Data entries:

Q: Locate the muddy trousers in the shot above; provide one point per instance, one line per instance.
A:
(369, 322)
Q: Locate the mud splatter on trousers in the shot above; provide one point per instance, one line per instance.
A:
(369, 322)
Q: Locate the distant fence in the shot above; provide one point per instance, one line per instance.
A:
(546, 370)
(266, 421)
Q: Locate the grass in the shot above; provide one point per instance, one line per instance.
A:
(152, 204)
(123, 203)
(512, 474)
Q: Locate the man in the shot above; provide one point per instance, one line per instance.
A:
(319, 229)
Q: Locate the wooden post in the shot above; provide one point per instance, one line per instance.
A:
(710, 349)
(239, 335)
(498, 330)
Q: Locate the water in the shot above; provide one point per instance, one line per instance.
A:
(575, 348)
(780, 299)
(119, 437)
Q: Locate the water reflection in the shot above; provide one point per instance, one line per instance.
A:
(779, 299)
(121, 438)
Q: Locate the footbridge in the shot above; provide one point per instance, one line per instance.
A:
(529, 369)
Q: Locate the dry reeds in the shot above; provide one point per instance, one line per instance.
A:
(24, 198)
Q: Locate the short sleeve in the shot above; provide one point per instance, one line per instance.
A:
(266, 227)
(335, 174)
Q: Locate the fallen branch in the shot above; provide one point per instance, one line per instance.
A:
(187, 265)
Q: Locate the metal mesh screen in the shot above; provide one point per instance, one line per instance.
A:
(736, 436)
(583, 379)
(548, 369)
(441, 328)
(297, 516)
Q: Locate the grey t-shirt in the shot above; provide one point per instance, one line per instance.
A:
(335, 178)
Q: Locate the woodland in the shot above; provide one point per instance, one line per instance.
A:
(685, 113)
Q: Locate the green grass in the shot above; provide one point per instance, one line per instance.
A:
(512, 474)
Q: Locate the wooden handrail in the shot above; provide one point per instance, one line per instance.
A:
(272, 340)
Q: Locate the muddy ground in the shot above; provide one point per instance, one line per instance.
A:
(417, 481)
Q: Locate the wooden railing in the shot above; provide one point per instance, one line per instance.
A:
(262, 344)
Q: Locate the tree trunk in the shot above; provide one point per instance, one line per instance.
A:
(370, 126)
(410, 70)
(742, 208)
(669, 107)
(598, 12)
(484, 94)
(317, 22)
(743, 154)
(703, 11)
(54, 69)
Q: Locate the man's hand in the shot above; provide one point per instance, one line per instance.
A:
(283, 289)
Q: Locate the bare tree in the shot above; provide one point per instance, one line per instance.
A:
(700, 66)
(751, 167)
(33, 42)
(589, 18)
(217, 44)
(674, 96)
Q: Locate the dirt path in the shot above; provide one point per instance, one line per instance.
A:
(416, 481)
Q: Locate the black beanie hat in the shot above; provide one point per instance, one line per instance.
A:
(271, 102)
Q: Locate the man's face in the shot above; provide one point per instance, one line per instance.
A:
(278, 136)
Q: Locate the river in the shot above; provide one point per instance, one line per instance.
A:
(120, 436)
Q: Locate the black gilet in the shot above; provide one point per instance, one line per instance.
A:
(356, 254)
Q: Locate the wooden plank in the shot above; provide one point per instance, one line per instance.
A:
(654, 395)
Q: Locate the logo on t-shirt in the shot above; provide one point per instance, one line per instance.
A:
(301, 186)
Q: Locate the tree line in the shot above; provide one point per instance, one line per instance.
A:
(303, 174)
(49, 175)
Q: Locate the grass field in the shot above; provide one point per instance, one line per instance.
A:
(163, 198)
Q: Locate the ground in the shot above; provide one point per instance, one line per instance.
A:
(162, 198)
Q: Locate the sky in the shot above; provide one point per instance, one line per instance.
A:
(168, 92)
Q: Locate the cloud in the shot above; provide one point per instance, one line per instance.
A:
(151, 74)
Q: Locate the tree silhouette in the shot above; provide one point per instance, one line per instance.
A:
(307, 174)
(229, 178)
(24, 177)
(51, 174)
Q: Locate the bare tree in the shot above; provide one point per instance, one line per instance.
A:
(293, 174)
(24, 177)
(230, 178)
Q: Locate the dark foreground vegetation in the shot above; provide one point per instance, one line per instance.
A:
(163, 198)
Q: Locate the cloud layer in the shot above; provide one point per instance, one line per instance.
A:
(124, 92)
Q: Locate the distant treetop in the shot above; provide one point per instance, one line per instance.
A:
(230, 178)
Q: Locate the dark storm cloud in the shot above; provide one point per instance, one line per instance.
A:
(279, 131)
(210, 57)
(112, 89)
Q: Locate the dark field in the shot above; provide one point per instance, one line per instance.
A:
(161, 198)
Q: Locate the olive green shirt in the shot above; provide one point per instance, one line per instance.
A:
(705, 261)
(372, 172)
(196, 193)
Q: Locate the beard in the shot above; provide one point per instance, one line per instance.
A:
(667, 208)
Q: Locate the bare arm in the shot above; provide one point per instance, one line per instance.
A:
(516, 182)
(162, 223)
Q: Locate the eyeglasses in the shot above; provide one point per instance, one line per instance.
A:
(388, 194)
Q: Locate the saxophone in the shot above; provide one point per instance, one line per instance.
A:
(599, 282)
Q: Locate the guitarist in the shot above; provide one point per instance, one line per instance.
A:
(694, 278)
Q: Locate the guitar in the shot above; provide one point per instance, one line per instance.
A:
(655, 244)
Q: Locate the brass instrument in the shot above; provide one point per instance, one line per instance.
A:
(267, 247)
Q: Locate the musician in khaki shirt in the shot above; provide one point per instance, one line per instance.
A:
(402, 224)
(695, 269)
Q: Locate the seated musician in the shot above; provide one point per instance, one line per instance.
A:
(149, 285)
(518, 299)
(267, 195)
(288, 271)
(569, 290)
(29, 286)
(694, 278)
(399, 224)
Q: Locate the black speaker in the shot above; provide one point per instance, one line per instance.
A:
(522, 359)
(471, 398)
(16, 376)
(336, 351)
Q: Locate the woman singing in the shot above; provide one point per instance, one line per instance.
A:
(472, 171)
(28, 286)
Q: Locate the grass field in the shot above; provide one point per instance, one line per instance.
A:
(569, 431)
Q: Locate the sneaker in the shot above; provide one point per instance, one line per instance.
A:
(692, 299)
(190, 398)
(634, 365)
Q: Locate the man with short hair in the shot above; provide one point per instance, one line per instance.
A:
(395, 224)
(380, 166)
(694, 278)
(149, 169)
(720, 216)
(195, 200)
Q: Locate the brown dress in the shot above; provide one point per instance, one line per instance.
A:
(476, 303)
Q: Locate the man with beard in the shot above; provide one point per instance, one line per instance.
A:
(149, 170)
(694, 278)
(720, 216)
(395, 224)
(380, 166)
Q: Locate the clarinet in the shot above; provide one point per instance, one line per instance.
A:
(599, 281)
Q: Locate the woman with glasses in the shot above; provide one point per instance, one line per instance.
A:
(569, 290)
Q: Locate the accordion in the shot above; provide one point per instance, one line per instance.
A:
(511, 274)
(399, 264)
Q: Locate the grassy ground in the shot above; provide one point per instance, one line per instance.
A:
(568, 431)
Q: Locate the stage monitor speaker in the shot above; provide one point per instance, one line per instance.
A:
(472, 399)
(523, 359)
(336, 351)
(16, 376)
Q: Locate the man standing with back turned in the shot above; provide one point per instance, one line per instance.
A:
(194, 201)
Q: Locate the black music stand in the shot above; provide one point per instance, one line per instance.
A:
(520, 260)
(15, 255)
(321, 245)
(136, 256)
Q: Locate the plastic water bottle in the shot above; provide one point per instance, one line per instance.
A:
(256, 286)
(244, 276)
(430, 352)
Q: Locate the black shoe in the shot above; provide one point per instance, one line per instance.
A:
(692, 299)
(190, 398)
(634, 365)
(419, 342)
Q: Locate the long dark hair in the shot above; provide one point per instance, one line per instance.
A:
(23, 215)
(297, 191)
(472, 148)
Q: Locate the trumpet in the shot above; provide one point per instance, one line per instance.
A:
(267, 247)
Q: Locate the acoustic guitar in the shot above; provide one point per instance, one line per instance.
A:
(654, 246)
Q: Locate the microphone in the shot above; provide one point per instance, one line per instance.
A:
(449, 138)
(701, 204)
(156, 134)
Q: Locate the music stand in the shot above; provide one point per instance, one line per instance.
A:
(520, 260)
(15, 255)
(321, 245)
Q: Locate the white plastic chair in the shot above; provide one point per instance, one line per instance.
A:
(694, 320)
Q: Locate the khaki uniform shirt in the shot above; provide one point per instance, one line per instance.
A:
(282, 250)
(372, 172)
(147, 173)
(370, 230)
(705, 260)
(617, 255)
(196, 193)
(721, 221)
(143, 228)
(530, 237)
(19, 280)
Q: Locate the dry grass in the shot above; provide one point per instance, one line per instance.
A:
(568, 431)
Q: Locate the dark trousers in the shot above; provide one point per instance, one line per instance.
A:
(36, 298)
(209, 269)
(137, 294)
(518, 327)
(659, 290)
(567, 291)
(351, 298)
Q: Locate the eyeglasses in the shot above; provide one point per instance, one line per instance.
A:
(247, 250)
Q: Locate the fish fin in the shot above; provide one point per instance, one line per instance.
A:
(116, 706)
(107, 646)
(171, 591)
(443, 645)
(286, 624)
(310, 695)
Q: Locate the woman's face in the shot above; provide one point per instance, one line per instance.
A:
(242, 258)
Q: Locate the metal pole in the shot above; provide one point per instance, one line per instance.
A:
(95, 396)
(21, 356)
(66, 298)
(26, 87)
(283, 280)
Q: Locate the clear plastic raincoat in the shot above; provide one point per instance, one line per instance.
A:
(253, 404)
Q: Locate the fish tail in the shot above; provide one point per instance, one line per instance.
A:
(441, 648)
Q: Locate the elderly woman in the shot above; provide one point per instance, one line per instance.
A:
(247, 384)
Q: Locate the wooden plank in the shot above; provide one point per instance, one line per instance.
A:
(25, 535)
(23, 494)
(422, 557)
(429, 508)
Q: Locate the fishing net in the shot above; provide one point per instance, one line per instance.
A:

**Task goal**
Above are the entries. Quote exactly the lines from the one bearing "Q: Locate the footbridge" through the one bearing "Q: Locate the metal mesh".

**Solved exercise**
Q: Locate the footbridge in the shot above; provide one point per instance, one line per instance.
A:
(529, 369)
Q: Locate the dry reeds in the shot above; provide one point per instance, one line per instance.
A:
(24, 198)
Q: Locate the short sleeve in the shot above; provide one point per instance, one line per instance.
A:
(266, 227)
(335, 174)
Q: Locate the fallen branch in the shot above; provide one point per instance, one line per instance.
A:
(187, 265)
Q: Locate the metal mesh screen in the shot above; provide one point per instance, one line per instance.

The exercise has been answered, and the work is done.